# [What to work on]
Substitute "coarse mask" for each "rough mask" throughout the material, keeping everything else unchanged. Leave the pictures out of your answer.

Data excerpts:
=======

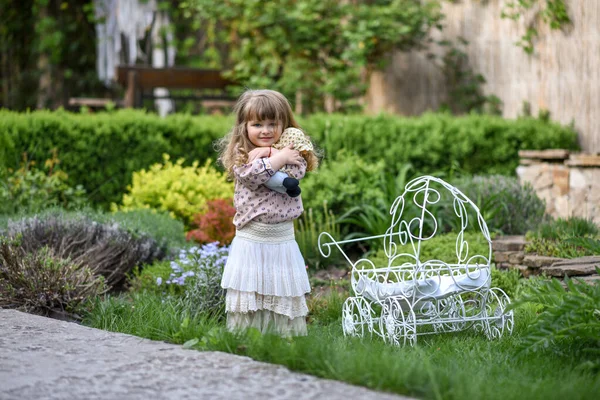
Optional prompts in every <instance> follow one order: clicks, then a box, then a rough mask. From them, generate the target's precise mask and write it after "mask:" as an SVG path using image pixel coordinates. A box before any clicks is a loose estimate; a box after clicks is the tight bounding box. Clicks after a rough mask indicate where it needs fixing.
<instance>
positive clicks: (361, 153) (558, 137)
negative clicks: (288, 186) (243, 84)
mask: <svg viewBox="0 0 600 400" xmlns="http://www.w3.org/2000/svg"><path fill="white" fill-rule="evenodd" d="M232 124H233V121H232V119H231V118H229V117H222V116H196V117H191V116H188V115H172V116H168V117H167V118H160V117H158V116H156V115H152V114H147V113H145V112H143V111H139V110H119V111H117V112H111V113H96V114H92V115H90V114H86V115H81V114H73V113H68V112H64V111H58V112H49V111H35V112H29V113H15V112H11V111H6V110H1V111H0V143H2V144H3V145H2V146H0V165H4V166H6V167H8V166H9V165H8V164H7V163H9V162H11V160H18V159H19V157H20V154H22V153H23V152H26V153H27V154H28V155H29V157H30V158H31V159H32V160H35V161H38V162H40V161H41V160H45V159H46V158H47V154H49V152H50V151H51V150H52V149H54V148H56V149H58V154H59V155H61V165H62V168H63V170H64V171H66V172H68V174H69V182H68V183H69V185H71V186H74V185H75V184H81V185H83V187H84V188H85V189H86V191H87V192H88V193H90V196H89V197H90V201H91V202H92V203H93V204H94V205H100V206H102V207H103V208H108V207H109V205H110V204H111V203H118V202H119V201H120V200H121V196H122V193H123V192H125V190H126V187H127V186H128V185H129V184H131V179H132V174H133V172H134V171H139V170H141V169H144V168H148V167H149V166H150V165H152V164H153V163H157V162H160V161H161V155H162V154H164V153H167V154H170V155H171V156H172V157H173V159H178V158H180V157H185V158H186V159H187V160H190V163H191V160H198V161H199V162H200V164H202V163H203V162H204V161H205V160H207V159H208V158H212V159H215V158H216V153H215V151H214V149H213V147H212V146H211V144H212V142H213V141H215V140H216V139H219V138H221V137H222V136H223V135H224V134H225V133H226V132H227V131H228V130H229V129H230V128H231V125H232ZM301 125H302V127H303V128H304V129H305V130H306V132H307V133H308V134H310V136H311V137H312V138H313V139H314V140H315V142H316V143H317V144H318V145H319V146H320V147H321V148H322V149H323V150H324V152H325V154H326V155H327V156H328V160H334V159H336V155H337V154H338V153H339V152H340V151H341V150H343V149H345V150H346V151H347V153H350V154H357V155H358V156H360V158H361V159H362V160H363V161H364V162H365V163H367V164H370V163H377V162H380V161H383V164H384V165H385V168H386V171H387V173H389V174H391V175H392V176H395V175H396V174H397V173H398V171H399V169H400V168H401V166H402V165H403V164H405V163H411V164H412V165H413V166H414V167H415V170H417V171H420V173H433V172H434V171H448V170H449V168H451V167H452V166H453V165H457V166H458V167H459V168H461V169H462V170H464V171H465V172H467V173H471V174H474V173H477V174H485V173H500V174H503V175H514V171H515V169H516V168H517V166H518V163H519V156H518V151H519V150H522V149H532V150H533V149H547V148H564V149H573V150H576V149H578V145H577V134H576V132H575V131H574V130H573V128H572V127H567V126H560V125H558V124H554V123H549V122H546V121H540V120H538V119H534V118H521V119H517V120H507V119H502V118H500V117H492V116H481V115H467V116H461V117H454V116H451V115H447V114H425V115H423V116H419V117H412V118H405V117H399V116H392V115H380V116H375V117H373V116H364V115H329V114H328V115H313V116H310V117H307V118H303V119H302V121H301ZM346 167H348V165H346ZM323 196H325V194H323ZM306 200H309V199H308V198H307V199H306ZM321 204H322V199H317V200H315V203H314V204H313V205H312V206H313V208H315V209H317V207H320V205H321ZM330 205H331V206H332V207H333V204H330ZM332 209H333V208H332ZM197 211H198V210H196V212H197ZM334 212H335V210H334Z"/></svg>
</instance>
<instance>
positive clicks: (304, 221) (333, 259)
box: [294, 203, 341, 269]
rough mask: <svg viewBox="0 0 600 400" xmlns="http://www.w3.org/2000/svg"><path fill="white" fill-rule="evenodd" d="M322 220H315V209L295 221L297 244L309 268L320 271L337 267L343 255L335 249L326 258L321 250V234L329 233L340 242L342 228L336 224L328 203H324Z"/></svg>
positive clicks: (302, 215) (296, 238)
mask: <svg viewBox="0 0 600 400" xmlns="http://www.w3.org/2000/svg"><path fill="white" fill-rule="evenodd" d="M322 209H323V215H324V217H323V218H322V219H318V218H315V216H314V214H313V209H312V208H310V209H308V211H307V212H305V213H304V215H302V217H300V218H298V219H296V220H294V228H295V231H296V242H298V247H299V248H300V253H302V256H303V257H304V261H305V262H306V264H307V265H308V267H309V268H312V269H320V268H327V267H328V266H330V265H336V264H338V263H339V261H340V259H341V254H339V252H338V251H337V249H335V248H333V249H332V251H331V255H330V256H329V257H328V258H325V257H323V256H322V255H321V251H320V250H319V235H320V234H321V232H328V233H329V234H330V235H331V236H332V237H333V238H334V239H336V240H340V228H339V224H338V223H337V222H336V220H335V217H334V216H333V213H332V212H331V211H329V210H328V209H327V203H323V208H322Z"/></svg>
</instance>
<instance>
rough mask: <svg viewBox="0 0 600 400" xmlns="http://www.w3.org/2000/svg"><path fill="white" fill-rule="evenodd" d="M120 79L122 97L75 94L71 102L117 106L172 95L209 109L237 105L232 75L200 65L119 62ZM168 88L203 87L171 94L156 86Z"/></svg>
mask: <svg viewBox="0 0 600 400" xmlns="http://www.w3.org/2000/svg"><path fill="white" fill-rule="evenodd" d="M116 76H117V82H118V83H119V84H120V85H121V86H123V87H124V88H125V96H124V98H123V99H122V100H120V99H119V100H116V101H115V100H111V99H98V98H71V99H69V105H70V106H87V107H90V108H104V107H106V105H107V104H108V103H113V104H115V105H116V106H117V107H126V108H127V107H129V108H140V107H142V106H143V103H144V100H145V99H152V100H156V99H160V98H164V99H171V100H196V101H199V102H200V104H201V105H202V107H203V108H205V109H206V110H208V111H209V112H214V111H216V110H222V109H227V110H228V111H229V109H230V108H231V107H232V106H233V105H234V103H235V100H236V99H235V98H234V97H233V96H231V95H230V94H229V93H228V92H227V88H228V87H229V86H231V85H234V82H232V81H231V80H229V79H226V78H224V77H223V75H222V73H221V71H219V70H211V69H198V68H183V67H170V68H152V67H146V66H136V65H134V66H118V67H117V70H116ZM159 87H160V88H165V89H169V90H172V89H193V90H195V91H200V93H195V94H193V95H169V96H165V97H157V96H155V95H154V89H155V88H159Z"/></svg>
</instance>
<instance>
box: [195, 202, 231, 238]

=======

# [Exercise output]
Optional prompts in every <instance> follow one order: clicks, then a box, then a coarse mask. From them, generate the target's precise mask and write it after "mask:" as an SVG path using image pixel coordinates. A box before any clicks is a loose estimate; a box after clicks is the tight bounding box. Clicks after a coarse mask indicate where it needs fixing.
<instance>
positive clicks: (361, 153) (558, 137)
negative clicks: (288, 186) (243, 84)
mask: <svg viewBox="0 0 600 400" xmlns="http://www.w3.org/2000/svg"><path fill="white" fill-rule="evenodd" d="M232 124H233V121H232V119H231V118H229V117H222V116H196V117H191V116H188V115H172V116H168V117H167V118H160V117H158V116H156V115H152V114H147V113H145V112H143V111H139V110H119V111H117V112H111V113H96V114H92V115H90V114H86V115H81V114H73V113H68V112H64V111H58V112H49V111H35V112H29V113H15V112H11V111H6V110H1V111H0V143H2V144H3V145H2V146H0V165H4V166H6V167H8V166H9V165H8V164H7V163H9V162H11V160H18V159H19V157H20V154H22V153H23V152H26V153H27V154H28V155H29V157H30V158H31V159H32V160H35V161H38V162H40V161H41V160H45V159H46V158H47V154H49V152H50V151H51V150H52V149H54V148H56V149H58V154H59V155H61V165H62V168H63V170H64V171H66V172H68V174H69V182H68V183H69V185H71V186H74V185H75V184H81V185H83V187H84V188H85V189H86V191H87V192H88V193H90V196H89V197H90V201H91V202H92V203H93V204H94V205H100V206H102V207H103V208H108V207H109V205H110V204H111V203H118V202H119V201H120V200H121V196H122V193H123V192H125V190H126V187H127V186H128V185H129V184H131V179H132V174H133V172H134V171H139V170H141V169H144V168H148V167H149V166H150V165H152V164H153V163H157V162H160V161H161V155H162V154H164V153H167V154H170V155H171V156H172V157H173V159H178V158H180V157H185V158H186V159H187V160H190V163H191V160H198V161H199V162H200V164H202V163H203V162H204V161H205V160H207V159H208V158H212V159H215V158H216V153H215V151H214V149H213V147H212V146H211V144H212V142H213V141H215V140H216V139H219V138H221V137H222V136H223V135H224V134H225V133H226V132H227V131H228V130H229V129H230V128H231V125H232ZM301 125H302V127H303V128H304V129H305V130H306V132H307V133H308V134H310V136H311V137H312V138H313V139H314V140H315V142H316V143H317V144H318V145H319V146H320V147H321V148H322V149H323V150H324V152H325V154H326V155H327V156H328V160H334V159H336V155H337V154H338V153H339V152H340V151H341V150H343V149H345V150H346V151H347V153H350V154H357V155H358V156H360V158H361V159H362V160H363V161H364V162H365V163H367V164H370V163H377V162H380V161H383V164H384V165H385V168H386V171H387V173H389V174H391V175H392V176H395V175H396V174H397V173H398V171H399V169H400V168H401V166H402V165H403V164H405V163H411V164H412V165H413V166H414V167H415V170H417V171H420V173H433V172H434V171H448V170H449V168H451V167H452V166H453V165H457V166H458V167H459V168H461V169H462V170H464V171H465V172H467V173H471V174H474V173H477V174H485V173H500V174H503V175H514V171H515V169H516V168H517V166H518V163H519V156H518V151H519V150H522V149H532V150H533V149H547V148H564V149H573V150H576V149H578V145H577V134H576V132H575V131H574V130H573V128H572V127H567V126H560V125H558V124H554V123H549V122H546V121H540V120H538V119H534V118H521V119H517V120H507V119H502V118H500V117H492V116H481V115H467V116H461V117H454V116H451V115H447V114H425V115H423V116H419V117H412V118H405V117H399V116H392V115H380V116H375V117H373V116H364V115H329V114H328V115H313V116H310V117H307V118H303V119H302V121H301ZM346 167H348V165H346ZM323 196H325V194H323ZM306 200H309V199H308V198H307V199H306ZM321 204H322V199H317V200H315V203H314V204H313V205H312V206H313V208H315V209H317V207H320V205H321ZM330 205H331V206H332V207H333V204H330ZM332 209H333V208H332ZM197 211H198V210H196V212H197ZM334 212H335V210H334Z"/></svg>
</instance>
<instance>
positive clicks: (304, 221) (333, 259)
box: [294, 203, 341, 269]
coarse mask: <svg viewBox="0 0 600 400" xmlns="http://www.w3.org/2000/svg"><path fill="white" fill-rule="evenodd" d="M322 220H315V209L295 221L297 244L309 268L320 271L337 267L343 255L335 249L326 258L321 250V234L329 233L340 242L342 228L336 224L328 203H324Z"/></svg>
positive clicks: (302, 215) (296, 238)
mask: <svg viewBox="0 0 600 400" xmlns="http://www.w3.org/2000/svg"><path fill="white" fill-rule="evenodd" d="M322 209H323V215H324V217H323V218H322V219H318V218H315V216H314V214H313V209H312V208H310V209H308V211H307V212H305V213H304V215H302V217H300V218H298V219H296V220H294V228H295V231H296V242H298V247H299V248H300V253H302V256H303V257H304V261H305V262H306V264H307V265H308V267H309V268H312V269H320V268H327V267H328V266H330V265H336V264H338V263H339V261H340V259H341V254H339V252H338V251H337V249H335V248H333V249H332V251H331V255H330V256H329V257H328V258H325V257H323V256H322V255H321V251H320V250H319V235H320V234H321V232H328V233H329V234H330V235H331V236H332V237H333V238H334V239H336V240H340V228H339V224H338V223H337V222H336V220H335V217H334V216H333V213H332V212H331V211H329V210H328V209H327V203H323V208H322Z"/></svg>
</instance>
<instance>
coarse mask: <svg viewBox="0 0 600 400" xmlns="http://www.w3.org/2000/svg"><path fill="white" fill-rule="evenodd" d="M120 79L122 97L75 94L71 102L117 106L172 95L209 109L237 105L232 75L200 65L119 62ZM168 88L203 87L171 94L156 86Z"/></svg>
mask: <svg viewBox="0 0 600 400" xmlns="http://www.w3.org/2000/svg"><path fill="white" fill-rule="evenodd" d="M116 76H117V82H118V83H119V84H120V85H121V86H123V87H124V88H125V96H124V98H123V99H122V100H120V99H119V100H116V101H115V100H111V99H98V98H71V99H69V105H70V106H87V107H90V108H104V107H106V105H107V104H108V103H113V104H115V105H116V106H117V107H126V108H127V107H129V108H140V107H142V106H143V103H144V100H145V99H152V100H156V99H160V98H164V99H171V100H196V101H199V102H200V104H201V105H202V107H203V108H205V109H206V110H208V111H209V112H214V111H216V110H222V109H227V110H228V111H229V109H230V108H231V107H232V106H233V105H234V103H235V100H236V99H235V98H234V97H233V96H231V95H230V94H229V93H228V92H227V88H228V87H229V86H231V85H234V82H232V81H231V80H229V79H226V78H224V77H223V75H222V73H221V71H219V70H211V69H198V68H183V67H170V68H152V67H146V66H136V65H134V66H118V67H117V70H116ZM159 87H160V88H165V89H169V90H172V89H193V90H195V91H200V93H195V94H193V95H169V96H165V97H157V96H155V95H154V89H155V88H159Z"/></svg>
</instance>
<instance>
box: [195, 202, 231, 238]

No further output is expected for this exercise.